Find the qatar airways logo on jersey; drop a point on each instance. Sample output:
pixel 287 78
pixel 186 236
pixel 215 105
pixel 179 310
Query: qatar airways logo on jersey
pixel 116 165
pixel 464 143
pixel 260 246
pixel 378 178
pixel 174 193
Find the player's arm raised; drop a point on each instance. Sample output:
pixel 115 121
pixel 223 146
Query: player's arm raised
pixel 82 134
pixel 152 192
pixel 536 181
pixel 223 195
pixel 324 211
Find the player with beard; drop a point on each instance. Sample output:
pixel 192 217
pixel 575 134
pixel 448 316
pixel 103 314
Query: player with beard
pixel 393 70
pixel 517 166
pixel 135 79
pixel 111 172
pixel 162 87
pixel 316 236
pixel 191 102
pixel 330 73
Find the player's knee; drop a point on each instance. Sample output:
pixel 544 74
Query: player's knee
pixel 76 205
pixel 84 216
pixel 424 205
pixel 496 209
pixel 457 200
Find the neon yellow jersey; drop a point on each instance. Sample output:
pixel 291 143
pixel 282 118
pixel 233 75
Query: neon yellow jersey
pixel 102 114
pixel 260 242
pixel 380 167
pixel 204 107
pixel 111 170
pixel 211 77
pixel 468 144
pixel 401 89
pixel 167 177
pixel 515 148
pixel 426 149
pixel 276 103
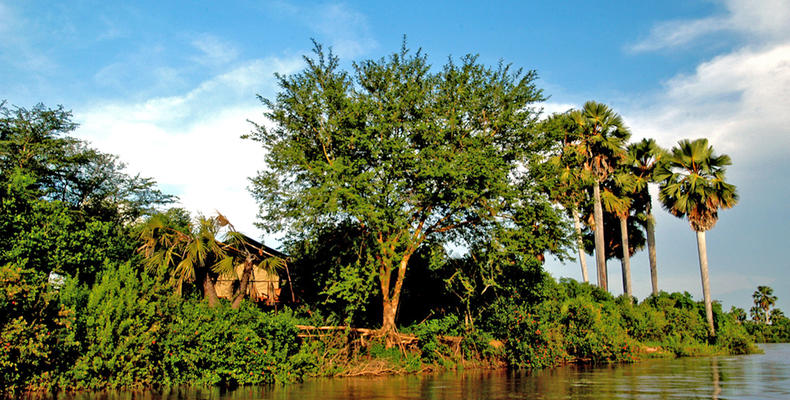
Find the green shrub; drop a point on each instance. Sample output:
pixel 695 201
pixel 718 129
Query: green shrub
pixel 37 337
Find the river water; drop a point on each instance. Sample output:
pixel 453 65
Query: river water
pixel 757 376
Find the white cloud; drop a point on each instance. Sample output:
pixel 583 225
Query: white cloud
pixel 763 21
pixel 15 47
pixel 346 30
pixel 738 100
pixel 213 50
pixel 192 141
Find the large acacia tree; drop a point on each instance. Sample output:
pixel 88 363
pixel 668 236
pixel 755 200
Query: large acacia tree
pixel 407 154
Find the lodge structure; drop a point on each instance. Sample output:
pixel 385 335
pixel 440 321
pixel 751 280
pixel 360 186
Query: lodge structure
pixel 266 284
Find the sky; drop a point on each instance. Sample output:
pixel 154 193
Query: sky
pixel 171 86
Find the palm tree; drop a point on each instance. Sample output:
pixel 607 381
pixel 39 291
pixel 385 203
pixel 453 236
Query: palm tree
pixel 602 141
pixel 565 176
pixel 192 252
pixel 776 316
pixel 763 298
pixel 619 204
pixel 693 186
pixel 185 252
pixel 642 159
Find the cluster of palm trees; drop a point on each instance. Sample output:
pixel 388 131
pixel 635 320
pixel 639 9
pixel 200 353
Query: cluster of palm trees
pixel 594 167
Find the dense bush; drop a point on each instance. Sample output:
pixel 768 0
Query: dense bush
pixel 37 334
pixel 579 322
pixel 135 334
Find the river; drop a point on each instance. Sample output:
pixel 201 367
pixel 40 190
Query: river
pixel 757 376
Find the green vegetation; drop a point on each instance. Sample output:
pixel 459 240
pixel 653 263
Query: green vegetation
pixel 374 175
pixel 768 324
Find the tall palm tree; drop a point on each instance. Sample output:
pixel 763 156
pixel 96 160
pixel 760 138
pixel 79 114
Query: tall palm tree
pixel 764 298
pixel 693 186
pixel 642 159
pixel 618 201
pixel 602 142
pixel 566 176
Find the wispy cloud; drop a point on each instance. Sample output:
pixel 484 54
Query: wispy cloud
pixel 192 141
pixel 213 50
pixel 346 30
pixel 15 47
pixel 738 100
pixel 764 21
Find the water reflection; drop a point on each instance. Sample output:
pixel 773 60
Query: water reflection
pixel 760 376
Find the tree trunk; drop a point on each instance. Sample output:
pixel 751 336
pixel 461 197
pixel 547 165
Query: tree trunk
pixel 209 293
pixel 600 256
pixel 243 284
pixel 391 296
pixel 651 251
pixel 626 260
pixel 703 269
pixel 580 243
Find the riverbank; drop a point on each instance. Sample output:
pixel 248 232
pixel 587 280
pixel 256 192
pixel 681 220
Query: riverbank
pixel 127 332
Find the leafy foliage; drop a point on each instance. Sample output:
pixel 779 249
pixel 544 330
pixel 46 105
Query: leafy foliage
pixel 406 155
pixel 37 334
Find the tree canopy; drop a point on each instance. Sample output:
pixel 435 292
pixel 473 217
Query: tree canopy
pixel 404 153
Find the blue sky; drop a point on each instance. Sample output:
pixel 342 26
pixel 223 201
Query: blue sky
pixel 169 86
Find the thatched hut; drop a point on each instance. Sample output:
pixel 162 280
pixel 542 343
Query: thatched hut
pixel 266 283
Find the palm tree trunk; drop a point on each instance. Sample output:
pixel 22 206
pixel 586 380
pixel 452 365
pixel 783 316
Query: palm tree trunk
pixel 209 292
pixel 600 257
pixel 580 244
pixel 626 260
pixel 651 251
pixel 703 269
pixel 245 281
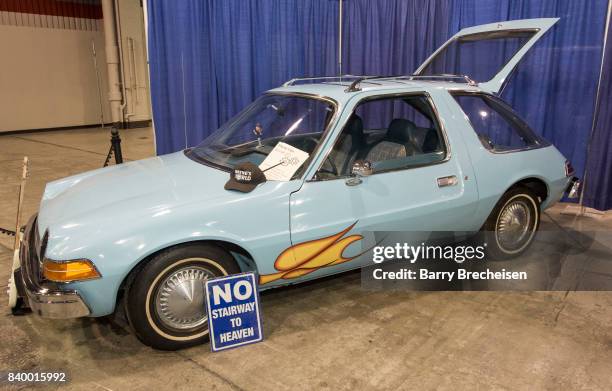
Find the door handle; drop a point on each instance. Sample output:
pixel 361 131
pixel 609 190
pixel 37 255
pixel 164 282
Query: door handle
pixel 353 181
pixel 445 181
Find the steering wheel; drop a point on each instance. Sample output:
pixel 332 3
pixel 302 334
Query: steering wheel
pixel 332 167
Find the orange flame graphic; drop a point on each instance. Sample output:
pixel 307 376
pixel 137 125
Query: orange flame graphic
pixel 307 257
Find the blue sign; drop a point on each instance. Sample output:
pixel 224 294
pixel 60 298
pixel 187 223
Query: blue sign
pixel 234 318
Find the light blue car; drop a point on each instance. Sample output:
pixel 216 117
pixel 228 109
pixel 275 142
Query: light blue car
pixel 290 187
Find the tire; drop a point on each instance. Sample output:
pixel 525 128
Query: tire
pixel 167 318
pixel 512 225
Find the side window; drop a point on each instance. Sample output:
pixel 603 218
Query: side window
pixel 392 133
pixel 497 126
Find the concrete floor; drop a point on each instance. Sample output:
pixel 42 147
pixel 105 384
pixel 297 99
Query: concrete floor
pixel 329 334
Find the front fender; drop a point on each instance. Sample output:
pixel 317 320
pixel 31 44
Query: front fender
pixel 259 225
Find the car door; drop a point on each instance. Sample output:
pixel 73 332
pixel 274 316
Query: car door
pixel 486 54
pixel 333 216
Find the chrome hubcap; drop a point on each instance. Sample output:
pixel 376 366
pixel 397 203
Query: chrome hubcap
pixel 180 298
pixel 513 225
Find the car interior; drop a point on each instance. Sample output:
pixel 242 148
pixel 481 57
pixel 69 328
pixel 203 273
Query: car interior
pixel 400 144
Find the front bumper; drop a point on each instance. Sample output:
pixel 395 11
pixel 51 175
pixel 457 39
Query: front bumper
pixel 47 300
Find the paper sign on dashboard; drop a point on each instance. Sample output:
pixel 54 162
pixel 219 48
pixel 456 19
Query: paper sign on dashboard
pixel 283 162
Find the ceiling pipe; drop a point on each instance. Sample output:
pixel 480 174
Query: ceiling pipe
pixel 115 97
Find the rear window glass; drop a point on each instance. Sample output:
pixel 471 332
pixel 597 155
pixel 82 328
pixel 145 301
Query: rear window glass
pixel 480 56
pixel 498 127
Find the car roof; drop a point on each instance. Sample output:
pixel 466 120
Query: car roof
pixel 340 90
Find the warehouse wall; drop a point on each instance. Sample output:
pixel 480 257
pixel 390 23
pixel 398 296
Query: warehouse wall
pixel 135 69
pixel 48 79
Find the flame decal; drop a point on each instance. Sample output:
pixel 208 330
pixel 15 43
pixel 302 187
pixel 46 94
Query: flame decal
pixel 307 257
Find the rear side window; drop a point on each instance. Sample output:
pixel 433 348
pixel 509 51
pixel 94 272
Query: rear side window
pixel 498 127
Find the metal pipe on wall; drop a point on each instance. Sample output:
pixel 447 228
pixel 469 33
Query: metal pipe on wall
pixel 115 97
pixel 595 111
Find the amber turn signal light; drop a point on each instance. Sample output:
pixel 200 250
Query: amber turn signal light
pixel 80 269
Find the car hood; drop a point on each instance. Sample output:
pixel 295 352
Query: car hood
pixel 142 189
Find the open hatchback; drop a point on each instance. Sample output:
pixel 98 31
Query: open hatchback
-- -- --
**To do**
Write out, word for word, the part of the records above that opens with the line containing "Find the front bumper;" and closes with the line containing "pixel 47 300", both of those lines included.

**Task solution**
Find the front bumper; drop a point on each instance. Sample output:
pixel 395 11
pixel 51 175
pixel 457 39
Query: front bumper
pixel 47 300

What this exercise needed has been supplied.